TEXT SECTION

....

Councils share the collective national ambition to tackle local housing challenges and create great places for current and future generations. Councils need a long-term national commitment to support a council house building renaissance and improvements in existing stock. Long-term certainty on powers and funding could help councils scale up to deliver an ambitious build programme of 100,000 high-quality, climate-friendly social homes a year. It would also improve the public finances by £24.5 billion over 30 years, including a reduction in the housing benefit bill and temporary accommodation costs. In Quarter 2 of 2023, provisional statistics showed that local authorities started 1,750 new dwellings, the highest rate since 1990.
Additional support from government would allow councils to scale-up further. An expansion of council housebuilding would provide a counter-cyclical boost to housing supply; offer a pathway out of expensive and insecure private renting towards home ownership; reduce homelessness; tackle housing waiting lists and support the growth of green skills and net zero supply chains.
Temporary accommodation
We are disappointed that the Budget provided no support to address the spiralling cost of temporary accommodation. Councils are spending more than £1.74 billion supporting 104,000 households in temporary accommodation, both the highest figures since records began. The restoration of Local Housing Allowance rates to the 30th percentile of market rents from April 2024, announced at Autumn Statement 2023, is a welcome step. However, it is disappointing that the Government has not taken the opportunity to uprate the subsidy for claims in respect of people living in temporary accommodation which remains capped at 90 per cent of January 2011 rates.

....

Location tagging records

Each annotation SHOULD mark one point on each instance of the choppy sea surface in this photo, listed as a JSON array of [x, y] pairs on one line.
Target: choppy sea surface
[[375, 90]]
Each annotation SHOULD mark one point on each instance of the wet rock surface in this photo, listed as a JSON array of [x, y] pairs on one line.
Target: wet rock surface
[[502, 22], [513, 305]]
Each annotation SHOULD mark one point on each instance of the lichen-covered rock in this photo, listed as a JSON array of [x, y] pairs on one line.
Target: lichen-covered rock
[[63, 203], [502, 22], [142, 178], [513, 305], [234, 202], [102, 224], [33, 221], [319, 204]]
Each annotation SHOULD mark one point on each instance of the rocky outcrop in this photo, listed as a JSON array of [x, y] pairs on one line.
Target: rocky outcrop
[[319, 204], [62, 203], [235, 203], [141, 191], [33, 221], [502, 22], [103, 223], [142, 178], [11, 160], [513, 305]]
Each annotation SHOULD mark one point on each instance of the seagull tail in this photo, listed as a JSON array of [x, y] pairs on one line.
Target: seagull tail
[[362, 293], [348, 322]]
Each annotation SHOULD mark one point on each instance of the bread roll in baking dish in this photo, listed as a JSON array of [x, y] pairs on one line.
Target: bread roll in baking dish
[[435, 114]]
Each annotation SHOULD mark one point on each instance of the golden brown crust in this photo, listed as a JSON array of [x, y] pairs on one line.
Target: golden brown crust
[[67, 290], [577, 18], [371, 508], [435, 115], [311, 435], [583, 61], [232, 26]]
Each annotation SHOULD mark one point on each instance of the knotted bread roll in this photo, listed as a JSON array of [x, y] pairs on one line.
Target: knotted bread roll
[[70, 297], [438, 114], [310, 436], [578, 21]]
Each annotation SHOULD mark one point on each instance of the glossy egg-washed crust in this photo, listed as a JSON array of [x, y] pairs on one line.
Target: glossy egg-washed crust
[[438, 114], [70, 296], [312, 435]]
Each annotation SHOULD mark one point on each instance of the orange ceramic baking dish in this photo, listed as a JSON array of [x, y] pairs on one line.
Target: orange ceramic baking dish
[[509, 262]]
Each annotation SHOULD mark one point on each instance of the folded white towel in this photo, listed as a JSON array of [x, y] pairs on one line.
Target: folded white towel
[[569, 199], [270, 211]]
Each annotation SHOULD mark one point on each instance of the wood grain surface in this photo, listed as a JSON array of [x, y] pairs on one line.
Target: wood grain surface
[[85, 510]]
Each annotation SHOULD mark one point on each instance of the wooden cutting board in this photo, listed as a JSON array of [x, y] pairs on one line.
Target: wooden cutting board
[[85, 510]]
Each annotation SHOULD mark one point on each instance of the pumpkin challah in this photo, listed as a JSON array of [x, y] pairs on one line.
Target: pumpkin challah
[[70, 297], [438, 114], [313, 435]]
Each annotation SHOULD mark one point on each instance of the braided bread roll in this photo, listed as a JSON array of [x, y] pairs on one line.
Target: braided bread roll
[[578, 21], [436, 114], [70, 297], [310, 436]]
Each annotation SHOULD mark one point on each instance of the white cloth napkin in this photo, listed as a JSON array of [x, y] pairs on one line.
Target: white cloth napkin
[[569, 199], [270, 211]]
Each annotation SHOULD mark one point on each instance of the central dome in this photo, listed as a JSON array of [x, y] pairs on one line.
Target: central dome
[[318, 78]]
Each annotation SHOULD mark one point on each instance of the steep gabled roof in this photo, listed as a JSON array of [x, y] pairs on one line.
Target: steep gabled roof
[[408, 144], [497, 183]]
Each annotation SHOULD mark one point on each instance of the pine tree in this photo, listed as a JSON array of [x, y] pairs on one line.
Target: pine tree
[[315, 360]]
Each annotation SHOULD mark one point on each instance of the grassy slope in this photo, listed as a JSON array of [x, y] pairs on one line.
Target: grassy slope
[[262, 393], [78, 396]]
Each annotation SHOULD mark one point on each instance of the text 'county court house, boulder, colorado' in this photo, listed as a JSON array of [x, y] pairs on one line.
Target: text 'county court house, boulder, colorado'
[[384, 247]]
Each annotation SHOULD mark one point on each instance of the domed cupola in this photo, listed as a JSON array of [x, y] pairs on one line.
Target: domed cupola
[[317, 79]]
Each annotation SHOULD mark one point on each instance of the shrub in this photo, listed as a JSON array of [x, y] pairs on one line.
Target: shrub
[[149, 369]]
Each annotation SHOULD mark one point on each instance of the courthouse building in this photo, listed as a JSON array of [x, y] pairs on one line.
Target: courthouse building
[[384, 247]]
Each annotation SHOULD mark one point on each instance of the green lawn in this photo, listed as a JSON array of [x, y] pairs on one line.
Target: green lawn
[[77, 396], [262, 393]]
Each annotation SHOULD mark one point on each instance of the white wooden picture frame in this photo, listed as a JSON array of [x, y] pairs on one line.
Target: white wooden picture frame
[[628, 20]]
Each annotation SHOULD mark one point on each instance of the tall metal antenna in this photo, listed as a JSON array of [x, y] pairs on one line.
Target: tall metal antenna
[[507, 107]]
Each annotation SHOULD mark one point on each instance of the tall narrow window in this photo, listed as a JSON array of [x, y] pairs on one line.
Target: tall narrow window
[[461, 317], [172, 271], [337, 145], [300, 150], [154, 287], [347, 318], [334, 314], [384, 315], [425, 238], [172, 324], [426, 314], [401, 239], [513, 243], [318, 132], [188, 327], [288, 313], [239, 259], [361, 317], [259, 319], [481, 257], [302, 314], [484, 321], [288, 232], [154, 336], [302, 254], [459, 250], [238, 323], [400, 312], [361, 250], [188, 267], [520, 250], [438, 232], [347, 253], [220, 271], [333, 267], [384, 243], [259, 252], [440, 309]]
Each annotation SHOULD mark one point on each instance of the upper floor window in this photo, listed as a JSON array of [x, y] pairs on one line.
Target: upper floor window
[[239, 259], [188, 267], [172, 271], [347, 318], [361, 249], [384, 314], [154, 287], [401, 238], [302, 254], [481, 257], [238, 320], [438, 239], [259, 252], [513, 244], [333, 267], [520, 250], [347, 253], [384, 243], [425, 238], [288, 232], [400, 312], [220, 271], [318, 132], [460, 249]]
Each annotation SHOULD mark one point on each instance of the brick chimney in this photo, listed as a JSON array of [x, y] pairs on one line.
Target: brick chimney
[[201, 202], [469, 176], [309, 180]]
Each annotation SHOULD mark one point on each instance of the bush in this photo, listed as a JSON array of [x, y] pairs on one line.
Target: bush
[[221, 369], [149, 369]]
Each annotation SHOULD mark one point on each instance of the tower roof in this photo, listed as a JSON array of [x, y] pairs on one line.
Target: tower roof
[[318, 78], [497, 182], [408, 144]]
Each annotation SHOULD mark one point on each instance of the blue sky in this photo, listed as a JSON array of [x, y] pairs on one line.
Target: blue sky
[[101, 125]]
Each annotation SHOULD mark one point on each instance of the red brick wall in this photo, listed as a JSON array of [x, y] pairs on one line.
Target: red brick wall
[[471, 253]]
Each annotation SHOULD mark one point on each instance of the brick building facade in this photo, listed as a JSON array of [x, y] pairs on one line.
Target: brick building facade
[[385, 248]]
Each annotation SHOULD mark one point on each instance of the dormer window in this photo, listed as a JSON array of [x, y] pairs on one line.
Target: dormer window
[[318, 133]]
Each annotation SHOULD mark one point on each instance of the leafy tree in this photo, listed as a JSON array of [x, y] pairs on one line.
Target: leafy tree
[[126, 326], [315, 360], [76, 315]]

....

EXERCISE OBJECTIVE
Continue the text on council housing and temporary accommodation from the point where it stops. The location tagging records have no connection to the text about council housing.

EXERCISE RESPONSE
The severe shortage of social housing means councils are forced to pay to house people in private temporary accommodation, including hotels and B&Bs while they wait for a permanent home.
Building more genuinely affordable homes remains the best way to help families struggling to meet housing costs, provide homes to rent, reduce homelessness and tackle council housing waiting lists in the long term.
Family first culture
In 2022 Isos Partnership carried out a further study for the LGA considering structural change in children’s social care. This emphasised that in any change programme, leadership and vision are key. It will be important for the DfE to clearly articulate its vision for a “family first” culture, including through the National Framework, and to ensure that local leaders have the flexibility to translate this into a vision that makes sense in place. Communication, engagement and co-production are also important building blocks of culture.
These are lessons that should be considered by both central and local government in a holistic way; for example, DfE and children’s social care can work towards a family first culture, however this must also be supported by local and national approaches to issues such as housing and welfare that have a significant impact on families’ ability to parent.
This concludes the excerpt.